> **GIVEN ENTRIES**
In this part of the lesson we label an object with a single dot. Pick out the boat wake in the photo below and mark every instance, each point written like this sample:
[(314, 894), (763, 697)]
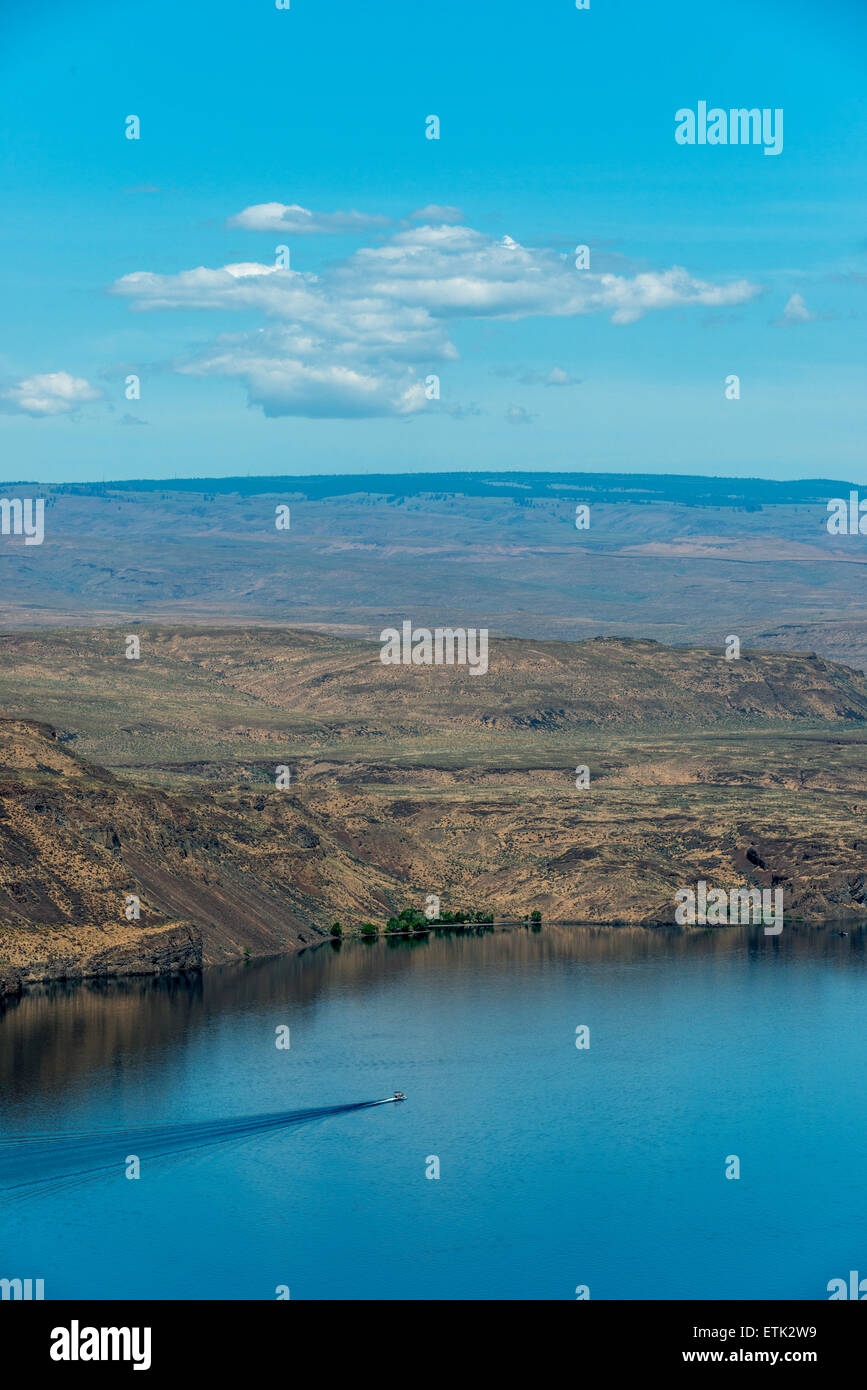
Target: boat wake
[(38, 1165)]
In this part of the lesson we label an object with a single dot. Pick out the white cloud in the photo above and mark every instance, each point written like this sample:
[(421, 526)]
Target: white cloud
[(49, 394), (300, 221), (359, 338), (796, 310), (435, 213)]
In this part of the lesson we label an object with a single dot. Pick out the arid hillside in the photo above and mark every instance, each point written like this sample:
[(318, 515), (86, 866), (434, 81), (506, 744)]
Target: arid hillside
[(159, 779)]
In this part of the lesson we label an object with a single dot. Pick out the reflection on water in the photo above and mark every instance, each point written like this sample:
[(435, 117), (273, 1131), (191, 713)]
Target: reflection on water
[(559, 1166), (57, 1032)]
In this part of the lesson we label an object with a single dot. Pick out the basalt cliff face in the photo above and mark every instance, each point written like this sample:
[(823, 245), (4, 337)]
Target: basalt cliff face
[(152, 786)]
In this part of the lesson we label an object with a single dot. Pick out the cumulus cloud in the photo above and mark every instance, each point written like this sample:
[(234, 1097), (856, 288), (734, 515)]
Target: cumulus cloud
[(302, 221), (435, 213), (796, 310), (556, 377), (49, 394), (359, 338)]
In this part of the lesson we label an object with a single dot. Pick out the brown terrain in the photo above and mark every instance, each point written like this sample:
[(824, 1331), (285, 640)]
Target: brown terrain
[(156, 777)]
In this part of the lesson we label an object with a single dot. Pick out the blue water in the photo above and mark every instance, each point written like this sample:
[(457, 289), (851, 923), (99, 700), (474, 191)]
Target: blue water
[(557, 1166)]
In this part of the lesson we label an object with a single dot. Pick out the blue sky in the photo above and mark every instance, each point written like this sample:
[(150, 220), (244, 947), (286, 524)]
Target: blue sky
[(556, 129)]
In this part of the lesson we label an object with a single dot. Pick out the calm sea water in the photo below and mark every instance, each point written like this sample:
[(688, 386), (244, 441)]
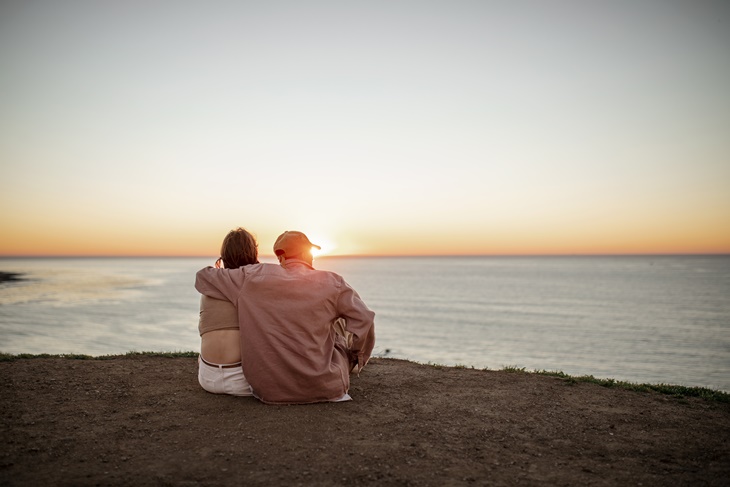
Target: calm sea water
[(663, 319)]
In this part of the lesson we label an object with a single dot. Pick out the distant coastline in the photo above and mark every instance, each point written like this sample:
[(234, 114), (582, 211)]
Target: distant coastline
[(11, 276)]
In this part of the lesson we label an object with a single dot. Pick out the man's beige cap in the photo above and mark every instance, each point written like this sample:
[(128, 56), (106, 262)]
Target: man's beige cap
[(291, 243)]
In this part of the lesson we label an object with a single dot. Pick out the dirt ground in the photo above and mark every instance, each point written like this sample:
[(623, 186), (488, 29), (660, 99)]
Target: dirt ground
[(141, 420)]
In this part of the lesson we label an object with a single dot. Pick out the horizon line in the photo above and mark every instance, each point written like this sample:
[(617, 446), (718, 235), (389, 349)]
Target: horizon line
[(335, 256)]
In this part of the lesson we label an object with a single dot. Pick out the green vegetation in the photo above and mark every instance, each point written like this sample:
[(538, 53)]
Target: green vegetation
[(7, 357), (669, 389)]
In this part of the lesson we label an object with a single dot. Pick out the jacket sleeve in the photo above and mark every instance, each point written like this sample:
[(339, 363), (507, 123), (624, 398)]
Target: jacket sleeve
[(220, 283), (360, 321)]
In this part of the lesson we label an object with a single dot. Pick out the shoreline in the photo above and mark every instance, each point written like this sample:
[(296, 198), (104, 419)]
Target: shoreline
[(142, 419), (11, 276)]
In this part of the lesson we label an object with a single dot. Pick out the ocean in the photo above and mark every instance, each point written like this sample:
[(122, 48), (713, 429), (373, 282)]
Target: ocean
[(654, 319)]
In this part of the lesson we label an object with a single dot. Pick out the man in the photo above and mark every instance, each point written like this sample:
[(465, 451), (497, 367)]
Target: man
[(290, 349)]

> **WHAT THIS TASK INVOLVES**
Quote every one of the entries above word for word, leaving the pictures out of your answer.

> **TASK ANSWER**
In this part of the lesson we label an object with a single dot. Pick out the boat wake in the photo below and mark every instance, each point written like this sample:
[(314, 894), (763, 697)]
Target: boat wake
[(38, 1165)]
In this part of the lesson we label an object with a single dot. Pick out the white cloud in the photo above and mark every instance, each point written like this sample:
[(421, 526)]
Target: white cloud
[(49, 394), (300, 221), (359, 338), (796, 310), (435, 213)]
In this part of the lesson we label an object with a single dot. Pick out the arid hillside in the photo above and mark every instance, each point written like this sample:
[(318, 515), (86, 866), (434, 81), (506, 744)]
Target: arid hillside
[(159, 779)]
In this part of the lesson we label an object with a single dot. Pick out the reflection on water in the photo above and mark every instance, each point written like this sample:
[(435, 117), (273, 1131), (191, 713)]
Target: reflection on water
[(559, 1166), (57, 1032)]
In this part of the lesson we label an object with a single dot. Pick out the basalt cliff face in the photo above and mark every instance, each point written like this sample:
[(823, 245), (4, 337)]
Target: basalt cliff face
[(152, 786)]
In this part of the lesson we label an object with a single dot. Pick out the cumulus cloud in the photo above and mark every instance, each point written like this sample:
[(234, 1097), (856, 288), (734, 515)]
Target: cumulus cloud
[(302, 221), (435, 213), (796, 310), (556, 377), (49, 394), (359, 338)]
In this part of the lesson we label an object with a single dot. Pick out the brown terrain in the photo above and mark every instance, each point written like this sample:
[(824, 1331), (285, 640)]
Target: brown terrain
[(156, 777)]
In this part of the lesson we label an object with a single dot. Pick out the blue water in the photo above and mark every instance, each point written like this sample:
[(457, 289), (851, 923), (99, 700), (474, 191)]
Target: blue water
[(557, 1166)]
In this part of the lesson we label an object with a single dot. Pick out the blue sky in the photo above and mark every instance, each point written like this sample:
[(150, 220), (244, 947), (286, 524)]
Target: blue sky
[(556, 129)]
In this part of the lesson we label an object with a single dot. Pick out the calm sea water in the photo below and mark every instance, each point written like this sample:
[(688, 386), (244, 441)]
Target: calm sea water
[(663, 319)]
In this part of the lesson we label an object with a single dot. Pick out the distant coastline in the photo above and mark every instance, each point written like this sample:
[(234, 114), (582, 211)]
Target: distant coastline
[(11, 276)]
In this part of the lesson we label an object with a single dot. Pick out the man's beige cap in the photo above and mark every instance, each point written like this sample:
[(128, 56), (106, 262)]
Target: man's beige cap
[(291, 243)]
In this part of the lesson we label an object with a single dot. Pick out the dirt ground in the photo above and mark every instance, each point written like this sample:
[(623, 186), (488, 29), (660, 99)]
Target: dirt ground
[(141, 420)]
In this part of the lesson we label an object with a single dot. Pick out the horizon line in the photo above and mark every instance, each point written like this sample:
[(617, 446), (718, 235), (389, 349)]
Target: horizon line
[(335, 256)]
In this part of the lesson we label an object with a single dot. Pick out the green vegetation in the photo above and mark every instance, each point written like this sample:
[(538, 53)]
Target: green vegetation
[(7, 357), (669, 389)]
In this part of the lesson we label an object with a single dot. Pick out the jacket sleeve in the photo above and mark every instance, each point written like this sample:
[(339, 363), (507, 123), (624, 398)]
Target: jacket sleeve
[(220, 283), (360, 321)]
In this part of the lesson we label an object with a single dot. Pick out the shoreline in the photo above and mark every instance, each point written like this sample:
[(296, 198), (104, 419)]
Target: shoreline
[(142, 419), (11, 276)]
In this part of the lesson we label an object with a single dot. Pick out the ocean in the photo above and mark every instance, each point written like this sample:
[(122, 48), (713, 429), (373, 282)]
Target: ocean
[(654, 319)]
In this part of the lesson we label an object with a single dot. Pick out the man in the photo above and mark every instance, each point written like this sample:
[(465, 451), (497, 367)]
Target: man
[(290, 349)]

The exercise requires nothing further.